Given text:
━━━━━━━━

In 2019, Sweden, Finland, Denmark, and Norway were the top four countries that exported crude oil in the Arctic region, which accounted for 94.0% of the total crude oil exports of the Arctic region. Sweden, Finland, and Norway contributed to the major share of the top 100 trade links, with 30.0%, 30.0%, and 11.0%, respectively. Sweden’s crude oil exports constituted 42.7% of the Arctic region’s total crude oil exports, with 68.1% exported to Europe, primarily to Germany, the UK, and the Netherlands. Asia accounted for 22.8% of the crude oil exports of Sweden. Finland’s crude oil exports accounted for 27.5% of the Arctic region’s total crude oil exports, while Norway’s crude oil exports accounted for 15.5%. In 2019, the largest crude oil trade link in the Arctic region is Finland-China (Fig. 6a).
Norway was responsible for 60.6% of the total exports of mineral fuels in the Arctic region in 2019, followed by the Russian Arctic (14.1%) and Sweden (10.6%). Among the 100 most heavily weighted connections, Norway, the Russian Arctic, and Sweden accounted for 27, 31, and 18, respectively. The top six export links for mineral fuels were Norway-the UK, Norway-Germany, Norway-the Netherlands, Norway-France, Norway-Sweden, and Norway-Belgium, accounting for 17.9%, 11.7%, 7.8%, 4.5%, 4.0%, and 3.6% of the total exports of mineral fuels in the Arctic region in 2019, respectively (Fig. 6b). Additionally, the Russian Arctic-China and the Canadian Arctic-the USA connections constituted 2.6% and 2.5% of the total exports of mineral fuels in the Arctic region in 2019. The exports of the Russian Arctic were relatively evenly distributed among countries and regions, with 59.3% and 37.3% going to Europe and Asia, respectively. The mineral fuels of Sweden were primarily exported to Norway, Finland, and the UK, representing 18.3%, 18.1%, and 10.6% of the total exports of mineral fuels in Sweden, respectively. Furthermore, there were significant bilateral relations in the Arctic region in terms of the trade of mineral fuels, with Arctic inter-state trade accounting for 23.7% of the exports of mineral fuels in the Arctic region in 2019.

━━━━━━━━

[Rows taken from a pointing dataset]

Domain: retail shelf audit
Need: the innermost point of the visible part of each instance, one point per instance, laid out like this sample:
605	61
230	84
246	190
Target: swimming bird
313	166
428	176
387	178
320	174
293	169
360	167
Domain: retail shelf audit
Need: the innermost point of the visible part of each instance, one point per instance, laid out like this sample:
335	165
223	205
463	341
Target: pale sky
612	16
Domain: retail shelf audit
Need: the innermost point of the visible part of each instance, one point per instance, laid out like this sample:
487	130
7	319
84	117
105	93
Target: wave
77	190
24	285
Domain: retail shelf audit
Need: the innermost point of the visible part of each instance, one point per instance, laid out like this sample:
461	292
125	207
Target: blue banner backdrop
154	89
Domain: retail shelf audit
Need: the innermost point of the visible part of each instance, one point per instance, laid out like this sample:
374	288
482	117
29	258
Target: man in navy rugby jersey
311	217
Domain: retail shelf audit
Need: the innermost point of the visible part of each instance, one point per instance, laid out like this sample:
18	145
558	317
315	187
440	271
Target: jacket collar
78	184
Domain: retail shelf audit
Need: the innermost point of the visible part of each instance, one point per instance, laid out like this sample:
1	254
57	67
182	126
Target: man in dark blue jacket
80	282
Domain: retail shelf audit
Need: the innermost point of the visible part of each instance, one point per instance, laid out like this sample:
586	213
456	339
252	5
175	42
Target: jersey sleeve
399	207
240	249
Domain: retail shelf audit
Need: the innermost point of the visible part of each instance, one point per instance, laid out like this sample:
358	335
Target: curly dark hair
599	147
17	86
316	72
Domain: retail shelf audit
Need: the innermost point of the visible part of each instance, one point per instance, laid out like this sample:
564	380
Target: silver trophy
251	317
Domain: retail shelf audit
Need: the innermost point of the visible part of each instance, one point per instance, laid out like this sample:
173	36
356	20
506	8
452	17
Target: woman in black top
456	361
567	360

━━━━━━━━

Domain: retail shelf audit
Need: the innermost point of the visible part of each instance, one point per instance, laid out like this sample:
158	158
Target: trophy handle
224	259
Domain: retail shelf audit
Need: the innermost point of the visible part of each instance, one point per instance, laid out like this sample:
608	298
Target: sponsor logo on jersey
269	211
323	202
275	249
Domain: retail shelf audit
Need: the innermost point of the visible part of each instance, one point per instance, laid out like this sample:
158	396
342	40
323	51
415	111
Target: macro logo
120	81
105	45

━━━━━━━━

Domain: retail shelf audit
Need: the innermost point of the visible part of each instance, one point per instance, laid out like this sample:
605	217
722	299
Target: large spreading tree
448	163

━━━━━━━━

Given instruction 1:
Summarize the text on Arctic crude oil and mineral fuel exports in two sentences.
Given instruction 2:
Extend the text on Arctic crude oil and mineral fuel exports past its last sentence.
The data isn't needed for any of this.

Written response 1:
In 2019, Sweden, Finland, Denmark, and Norway were the top four crude oil exporters in the Arctic region, together making up 94.0% of its crude oil exports, with Sweden alone at 42.7% and Finland-China as the largest trade link. For mineral fuels, Norway supplied 60.6% of the region's exports, with its biggest links going to the UK, Germany, and the Netherlands, followed by the Russian Arctic at 14.1% and Sweden at 10.6%.

Written response 2:
In machinery equipment export trade network, Sweden held the largest share at 51.7%, followed by Denmark (22.1%), Finland (17.3%), Norway (6.7%), and the Canadian Arctic (2.3%). Trade among Arctic countries represented 33.8% of the total exports of machinery equipment in the region. Meanwhile, the exports of machinery equipment from the Arctic region were primarily concentrated in developed countries and emerging market economies in Europe (70.9%), North America (13.3%), and Asia (12.4%; Fig. 6c). In Europe, the exports of machinery equipment mainly went to Germany (14.1%), Norway (8.2%), the Netherlands (5.7%), and the UK (5.5%). In Asia, the top three importing countries were China (5.4%), South Korea (1.7%), and Japan (1.4%). The USA received 12.1% of the total exports of machinery equipment from the Arctic region, with 82.5% of these exports coming from the Canadian Arctic. The largest trade link was between Sweden and Norway, which accounted for 4.9% of the total exports of machinery equipment in the Arctic region in 2019.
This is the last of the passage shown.